• _EXERCISE DIRECTIONS_
A stretch of the entries below is to be set down exactly, running from the line with "riverbank. Return only the coordinates." through the line with "green tree. Return only the coordinates.", both included, and no other line.

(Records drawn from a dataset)
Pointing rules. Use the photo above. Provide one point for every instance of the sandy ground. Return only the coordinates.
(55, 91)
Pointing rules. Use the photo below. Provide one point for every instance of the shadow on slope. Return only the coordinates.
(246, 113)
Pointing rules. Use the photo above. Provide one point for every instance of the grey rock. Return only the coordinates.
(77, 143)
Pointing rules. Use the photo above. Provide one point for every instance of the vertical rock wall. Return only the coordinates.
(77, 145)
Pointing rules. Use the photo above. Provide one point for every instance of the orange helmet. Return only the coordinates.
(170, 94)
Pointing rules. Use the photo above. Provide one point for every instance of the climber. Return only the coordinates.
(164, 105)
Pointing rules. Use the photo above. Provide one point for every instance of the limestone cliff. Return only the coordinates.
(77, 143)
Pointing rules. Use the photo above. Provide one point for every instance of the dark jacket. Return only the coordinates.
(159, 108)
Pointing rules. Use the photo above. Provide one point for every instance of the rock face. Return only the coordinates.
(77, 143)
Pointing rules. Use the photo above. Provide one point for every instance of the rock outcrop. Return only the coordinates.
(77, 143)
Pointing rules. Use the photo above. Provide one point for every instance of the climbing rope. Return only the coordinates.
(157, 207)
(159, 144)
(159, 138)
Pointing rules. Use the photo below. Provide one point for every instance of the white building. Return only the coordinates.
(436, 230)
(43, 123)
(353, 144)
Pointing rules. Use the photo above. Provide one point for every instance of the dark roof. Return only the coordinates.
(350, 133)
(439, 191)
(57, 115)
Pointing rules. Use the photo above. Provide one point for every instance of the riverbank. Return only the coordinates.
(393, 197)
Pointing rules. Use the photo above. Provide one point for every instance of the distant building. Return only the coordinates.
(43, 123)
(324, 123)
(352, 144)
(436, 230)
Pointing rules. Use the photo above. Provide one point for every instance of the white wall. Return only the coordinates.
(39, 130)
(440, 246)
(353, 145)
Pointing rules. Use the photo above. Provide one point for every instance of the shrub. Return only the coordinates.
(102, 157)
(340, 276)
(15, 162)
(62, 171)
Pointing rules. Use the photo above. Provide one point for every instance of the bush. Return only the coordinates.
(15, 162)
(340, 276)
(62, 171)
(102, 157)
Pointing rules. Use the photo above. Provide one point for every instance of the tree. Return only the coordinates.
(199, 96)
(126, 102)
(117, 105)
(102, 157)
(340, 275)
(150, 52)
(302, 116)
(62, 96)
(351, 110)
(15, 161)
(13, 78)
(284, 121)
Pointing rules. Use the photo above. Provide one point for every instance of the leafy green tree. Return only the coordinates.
==
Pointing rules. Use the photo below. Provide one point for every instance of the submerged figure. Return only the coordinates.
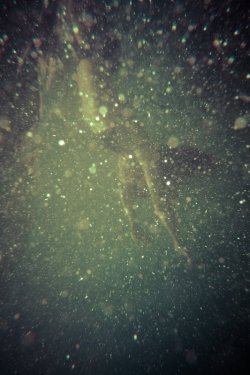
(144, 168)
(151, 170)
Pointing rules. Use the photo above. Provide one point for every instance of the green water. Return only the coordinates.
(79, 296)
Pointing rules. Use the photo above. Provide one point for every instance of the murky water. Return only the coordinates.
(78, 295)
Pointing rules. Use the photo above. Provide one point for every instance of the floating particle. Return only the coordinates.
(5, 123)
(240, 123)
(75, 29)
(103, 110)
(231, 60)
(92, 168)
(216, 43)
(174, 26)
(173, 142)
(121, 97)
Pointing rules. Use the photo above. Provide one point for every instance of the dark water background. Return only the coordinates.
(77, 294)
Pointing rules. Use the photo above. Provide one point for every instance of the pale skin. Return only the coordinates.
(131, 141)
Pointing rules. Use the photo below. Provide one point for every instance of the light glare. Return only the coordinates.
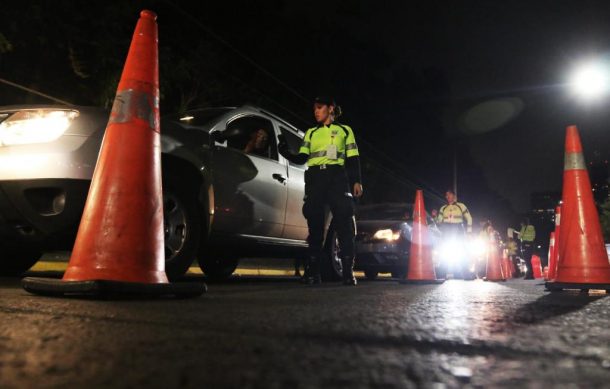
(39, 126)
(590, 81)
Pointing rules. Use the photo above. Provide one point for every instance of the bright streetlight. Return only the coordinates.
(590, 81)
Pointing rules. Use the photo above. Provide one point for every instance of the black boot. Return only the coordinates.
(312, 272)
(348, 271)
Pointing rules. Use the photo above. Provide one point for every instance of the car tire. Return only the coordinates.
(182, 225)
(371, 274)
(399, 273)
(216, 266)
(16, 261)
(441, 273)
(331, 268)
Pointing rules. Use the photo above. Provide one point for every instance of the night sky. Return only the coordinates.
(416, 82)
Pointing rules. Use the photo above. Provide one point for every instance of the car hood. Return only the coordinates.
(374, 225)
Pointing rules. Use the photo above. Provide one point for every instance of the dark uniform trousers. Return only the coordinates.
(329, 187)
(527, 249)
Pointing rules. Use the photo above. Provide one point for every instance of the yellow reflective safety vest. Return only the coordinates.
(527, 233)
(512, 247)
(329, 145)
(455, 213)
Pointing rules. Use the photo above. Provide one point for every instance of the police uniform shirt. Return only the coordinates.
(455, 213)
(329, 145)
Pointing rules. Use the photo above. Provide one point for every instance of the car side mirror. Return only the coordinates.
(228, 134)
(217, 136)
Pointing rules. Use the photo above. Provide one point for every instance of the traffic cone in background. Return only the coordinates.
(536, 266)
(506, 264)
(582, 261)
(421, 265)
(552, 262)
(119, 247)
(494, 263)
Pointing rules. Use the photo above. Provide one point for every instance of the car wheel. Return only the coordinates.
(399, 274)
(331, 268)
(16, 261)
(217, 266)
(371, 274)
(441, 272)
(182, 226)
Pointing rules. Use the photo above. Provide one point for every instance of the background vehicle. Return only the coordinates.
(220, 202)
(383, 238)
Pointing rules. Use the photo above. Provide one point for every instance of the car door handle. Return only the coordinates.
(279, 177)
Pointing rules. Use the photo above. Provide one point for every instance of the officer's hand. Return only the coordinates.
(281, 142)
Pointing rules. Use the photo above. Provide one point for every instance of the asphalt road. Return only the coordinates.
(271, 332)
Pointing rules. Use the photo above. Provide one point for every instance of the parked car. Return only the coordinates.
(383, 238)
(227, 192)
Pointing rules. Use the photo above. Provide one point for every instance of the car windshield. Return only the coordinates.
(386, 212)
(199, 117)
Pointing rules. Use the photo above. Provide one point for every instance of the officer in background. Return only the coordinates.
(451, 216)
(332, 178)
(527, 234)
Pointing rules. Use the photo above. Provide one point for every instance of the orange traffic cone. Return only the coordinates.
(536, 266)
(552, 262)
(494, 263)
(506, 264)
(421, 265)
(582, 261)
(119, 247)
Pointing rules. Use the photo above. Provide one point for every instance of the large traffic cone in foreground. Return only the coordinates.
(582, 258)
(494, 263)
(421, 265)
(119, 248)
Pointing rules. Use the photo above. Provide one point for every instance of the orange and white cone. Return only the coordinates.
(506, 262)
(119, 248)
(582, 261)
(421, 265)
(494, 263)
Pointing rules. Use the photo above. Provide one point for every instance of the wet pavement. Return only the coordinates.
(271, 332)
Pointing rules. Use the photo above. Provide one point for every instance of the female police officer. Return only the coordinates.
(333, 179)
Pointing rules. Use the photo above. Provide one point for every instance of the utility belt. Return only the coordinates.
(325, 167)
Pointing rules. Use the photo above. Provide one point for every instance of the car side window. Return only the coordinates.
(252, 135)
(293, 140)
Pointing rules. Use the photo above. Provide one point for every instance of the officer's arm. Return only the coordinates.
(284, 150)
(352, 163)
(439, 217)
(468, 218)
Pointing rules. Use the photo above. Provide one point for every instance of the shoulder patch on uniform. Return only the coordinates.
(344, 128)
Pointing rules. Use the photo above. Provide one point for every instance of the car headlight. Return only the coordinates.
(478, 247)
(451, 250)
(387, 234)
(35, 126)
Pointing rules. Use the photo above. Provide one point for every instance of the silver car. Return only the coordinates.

• _OUTPUT FOR THIS EXERCISE_
Pointing rules. Use the photo above. Provide one point for every instance of the riverbank. Return only the coordinates.
(393, 197)
Pointing rules. Use the photo above. Provide one point for every instance of the distant building. Return only the coordinates.
(43, 123)
(324, 123)
(352, 144)
(436, 230)
Pointing rules. Use the photo above. Provide one point for every instance of the white wall. Return only the coordinates.
(39, 130)
(440, 246)
(353, 145)
Pointing rules. Use the photo above. Provide one point for every instance of the shrub. Return only the coordinates.
(102, 157)
(340, 276)
(15, 162)
(62, 171)
Pointing rules. Use the photo above. Provide one point for every instance of the bush. Return only the coordinates.
(15, 162)
(340, 276)
(62, 171)
(102, 157)
Pointing rules. Use the photo above. Provide one point for every instance of the tree. Return only the coordinates.
(199, 96)
(126, 102)
(117, 105)
(102, 157)
(340, 275)
(150, 52)
(302, 116)
(62, 96)
(351, 110)
(15, 161)
(13, 78)
(284, 121)
Pointing rules. Use the photo above. Provide one point for every instance of the leafy green tree. Return only the coordinates.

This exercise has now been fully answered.